>> start RECORDS

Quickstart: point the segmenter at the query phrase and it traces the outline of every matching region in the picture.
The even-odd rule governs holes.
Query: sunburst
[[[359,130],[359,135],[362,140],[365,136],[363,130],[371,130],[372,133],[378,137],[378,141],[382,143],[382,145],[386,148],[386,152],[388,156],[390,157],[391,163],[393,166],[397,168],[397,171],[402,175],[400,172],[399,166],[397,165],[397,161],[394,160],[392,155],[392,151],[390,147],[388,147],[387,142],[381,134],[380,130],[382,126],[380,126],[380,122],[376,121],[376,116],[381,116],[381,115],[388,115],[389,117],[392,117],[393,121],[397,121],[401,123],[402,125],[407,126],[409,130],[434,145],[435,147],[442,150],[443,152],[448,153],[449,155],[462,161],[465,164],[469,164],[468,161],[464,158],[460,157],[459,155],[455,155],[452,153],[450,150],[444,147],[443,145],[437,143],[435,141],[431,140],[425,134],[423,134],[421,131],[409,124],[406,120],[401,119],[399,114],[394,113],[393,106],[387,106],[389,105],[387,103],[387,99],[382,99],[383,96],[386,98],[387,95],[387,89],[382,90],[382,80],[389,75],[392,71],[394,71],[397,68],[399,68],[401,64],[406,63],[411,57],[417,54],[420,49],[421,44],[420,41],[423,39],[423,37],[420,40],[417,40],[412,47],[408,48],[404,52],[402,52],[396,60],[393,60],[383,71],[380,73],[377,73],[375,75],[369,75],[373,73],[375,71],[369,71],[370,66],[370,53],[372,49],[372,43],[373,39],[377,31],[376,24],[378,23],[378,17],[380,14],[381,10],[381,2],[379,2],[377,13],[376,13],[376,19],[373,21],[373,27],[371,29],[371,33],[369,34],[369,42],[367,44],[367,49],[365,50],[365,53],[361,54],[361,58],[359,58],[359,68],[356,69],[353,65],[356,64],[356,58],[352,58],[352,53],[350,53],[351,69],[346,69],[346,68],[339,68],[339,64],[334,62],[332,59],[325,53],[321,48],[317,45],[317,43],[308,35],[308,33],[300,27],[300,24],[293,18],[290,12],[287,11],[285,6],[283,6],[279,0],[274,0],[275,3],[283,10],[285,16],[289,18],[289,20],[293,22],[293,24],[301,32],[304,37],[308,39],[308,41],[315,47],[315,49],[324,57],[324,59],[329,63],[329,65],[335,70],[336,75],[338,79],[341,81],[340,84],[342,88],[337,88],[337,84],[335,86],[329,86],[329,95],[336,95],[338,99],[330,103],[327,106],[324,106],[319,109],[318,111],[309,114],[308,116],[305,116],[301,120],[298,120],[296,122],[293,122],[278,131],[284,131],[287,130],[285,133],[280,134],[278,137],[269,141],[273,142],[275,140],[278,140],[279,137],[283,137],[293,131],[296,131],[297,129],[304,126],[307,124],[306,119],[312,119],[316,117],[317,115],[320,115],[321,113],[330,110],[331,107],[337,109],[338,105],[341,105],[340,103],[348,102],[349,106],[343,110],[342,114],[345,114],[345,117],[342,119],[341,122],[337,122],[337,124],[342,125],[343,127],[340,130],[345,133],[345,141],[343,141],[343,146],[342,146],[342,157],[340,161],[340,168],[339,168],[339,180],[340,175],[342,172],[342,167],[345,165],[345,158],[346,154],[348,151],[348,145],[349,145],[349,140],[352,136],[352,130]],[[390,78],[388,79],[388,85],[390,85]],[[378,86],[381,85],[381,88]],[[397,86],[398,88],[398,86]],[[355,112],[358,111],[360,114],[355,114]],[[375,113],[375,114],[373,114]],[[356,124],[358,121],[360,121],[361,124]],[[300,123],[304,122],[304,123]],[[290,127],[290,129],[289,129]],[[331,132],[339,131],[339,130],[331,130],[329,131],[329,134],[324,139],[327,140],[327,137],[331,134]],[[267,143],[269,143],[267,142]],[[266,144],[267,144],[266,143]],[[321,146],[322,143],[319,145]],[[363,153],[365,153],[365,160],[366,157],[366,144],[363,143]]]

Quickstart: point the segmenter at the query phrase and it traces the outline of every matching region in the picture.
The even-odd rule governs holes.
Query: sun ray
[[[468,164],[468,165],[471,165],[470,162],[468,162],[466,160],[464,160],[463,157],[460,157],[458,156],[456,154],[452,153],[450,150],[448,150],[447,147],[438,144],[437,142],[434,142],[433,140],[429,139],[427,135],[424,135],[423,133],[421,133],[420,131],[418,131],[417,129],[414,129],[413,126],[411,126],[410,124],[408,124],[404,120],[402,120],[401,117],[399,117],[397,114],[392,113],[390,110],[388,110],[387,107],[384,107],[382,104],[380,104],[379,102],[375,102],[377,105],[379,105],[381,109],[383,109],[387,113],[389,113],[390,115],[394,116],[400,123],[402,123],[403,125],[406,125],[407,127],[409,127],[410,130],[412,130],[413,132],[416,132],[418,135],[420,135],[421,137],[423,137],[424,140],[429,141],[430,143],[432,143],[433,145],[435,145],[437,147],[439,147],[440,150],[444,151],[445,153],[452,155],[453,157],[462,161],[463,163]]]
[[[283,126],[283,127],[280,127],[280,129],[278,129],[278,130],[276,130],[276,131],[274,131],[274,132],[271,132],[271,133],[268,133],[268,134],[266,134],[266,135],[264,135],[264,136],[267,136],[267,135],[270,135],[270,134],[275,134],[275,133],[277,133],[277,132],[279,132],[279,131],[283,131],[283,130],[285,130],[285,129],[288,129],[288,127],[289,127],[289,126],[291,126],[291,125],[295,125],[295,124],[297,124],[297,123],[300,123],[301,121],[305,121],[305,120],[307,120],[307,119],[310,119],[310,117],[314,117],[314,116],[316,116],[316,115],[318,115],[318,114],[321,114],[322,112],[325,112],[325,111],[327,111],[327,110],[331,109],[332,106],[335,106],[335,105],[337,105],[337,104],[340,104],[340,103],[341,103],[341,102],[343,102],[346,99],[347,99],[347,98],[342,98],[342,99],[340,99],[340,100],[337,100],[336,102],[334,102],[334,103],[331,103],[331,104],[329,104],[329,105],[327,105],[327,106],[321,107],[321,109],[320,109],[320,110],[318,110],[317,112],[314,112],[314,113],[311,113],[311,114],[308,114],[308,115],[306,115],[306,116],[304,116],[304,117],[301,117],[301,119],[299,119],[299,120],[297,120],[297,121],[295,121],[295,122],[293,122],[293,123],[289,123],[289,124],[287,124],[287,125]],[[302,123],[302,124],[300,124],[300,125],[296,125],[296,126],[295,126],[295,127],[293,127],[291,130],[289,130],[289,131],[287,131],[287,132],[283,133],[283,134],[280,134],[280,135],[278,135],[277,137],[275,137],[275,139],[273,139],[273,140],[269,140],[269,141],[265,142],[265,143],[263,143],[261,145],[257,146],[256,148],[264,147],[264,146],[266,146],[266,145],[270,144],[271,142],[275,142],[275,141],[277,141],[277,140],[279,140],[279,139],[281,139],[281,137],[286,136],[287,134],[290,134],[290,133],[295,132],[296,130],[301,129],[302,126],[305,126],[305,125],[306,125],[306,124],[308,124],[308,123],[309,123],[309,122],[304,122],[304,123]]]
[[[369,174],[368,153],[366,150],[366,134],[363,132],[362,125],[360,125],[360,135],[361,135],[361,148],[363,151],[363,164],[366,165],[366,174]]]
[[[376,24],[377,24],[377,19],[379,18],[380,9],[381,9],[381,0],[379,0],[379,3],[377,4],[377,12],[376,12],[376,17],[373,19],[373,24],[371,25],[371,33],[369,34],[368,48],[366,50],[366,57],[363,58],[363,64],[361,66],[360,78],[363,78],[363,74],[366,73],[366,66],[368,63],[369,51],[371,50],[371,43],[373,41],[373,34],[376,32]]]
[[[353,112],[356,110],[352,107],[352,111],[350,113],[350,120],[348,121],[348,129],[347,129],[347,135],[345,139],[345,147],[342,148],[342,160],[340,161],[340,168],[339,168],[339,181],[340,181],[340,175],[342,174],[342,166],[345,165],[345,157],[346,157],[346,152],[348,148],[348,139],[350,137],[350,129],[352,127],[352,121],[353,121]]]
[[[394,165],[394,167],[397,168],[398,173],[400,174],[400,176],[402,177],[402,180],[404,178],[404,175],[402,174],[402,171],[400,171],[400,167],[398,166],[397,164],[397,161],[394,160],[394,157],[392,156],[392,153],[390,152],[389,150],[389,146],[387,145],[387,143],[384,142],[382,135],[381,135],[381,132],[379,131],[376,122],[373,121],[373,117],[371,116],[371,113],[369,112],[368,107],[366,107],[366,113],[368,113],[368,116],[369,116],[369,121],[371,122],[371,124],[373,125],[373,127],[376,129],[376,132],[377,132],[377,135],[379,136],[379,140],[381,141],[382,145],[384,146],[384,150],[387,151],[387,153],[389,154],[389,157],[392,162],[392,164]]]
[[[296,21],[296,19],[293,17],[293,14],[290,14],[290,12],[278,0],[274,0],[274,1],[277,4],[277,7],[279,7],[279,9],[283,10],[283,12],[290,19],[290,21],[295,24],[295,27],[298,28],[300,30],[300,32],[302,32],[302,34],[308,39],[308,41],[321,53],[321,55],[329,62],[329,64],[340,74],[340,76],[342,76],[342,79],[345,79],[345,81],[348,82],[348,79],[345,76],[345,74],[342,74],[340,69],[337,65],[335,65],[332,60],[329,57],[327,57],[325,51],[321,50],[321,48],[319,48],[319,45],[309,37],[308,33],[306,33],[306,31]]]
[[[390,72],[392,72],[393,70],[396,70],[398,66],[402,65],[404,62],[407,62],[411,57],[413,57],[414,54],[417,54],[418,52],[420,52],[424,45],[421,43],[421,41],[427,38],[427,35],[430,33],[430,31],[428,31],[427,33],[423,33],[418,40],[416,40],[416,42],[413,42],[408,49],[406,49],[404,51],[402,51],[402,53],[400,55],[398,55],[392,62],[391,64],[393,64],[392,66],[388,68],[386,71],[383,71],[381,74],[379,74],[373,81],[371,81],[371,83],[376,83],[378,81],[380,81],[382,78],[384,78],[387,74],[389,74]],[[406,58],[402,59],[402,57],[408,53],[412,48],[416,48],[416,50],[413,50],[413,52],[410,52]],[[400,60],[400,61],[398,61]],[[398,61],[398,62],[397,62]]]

>> end RECORDS

§ OBJECTIVE:
Copy out, word for word, every line from the first line of the items through the line containing "Query: sunburst", including both of those lines.

§ RESPONSE TO THIS EXERCISE:
Quickstart: point the segmenter at the query phrase and it traces the outline of every matching region in the picture.
The even-odd rule governs holes.
Query: sunburst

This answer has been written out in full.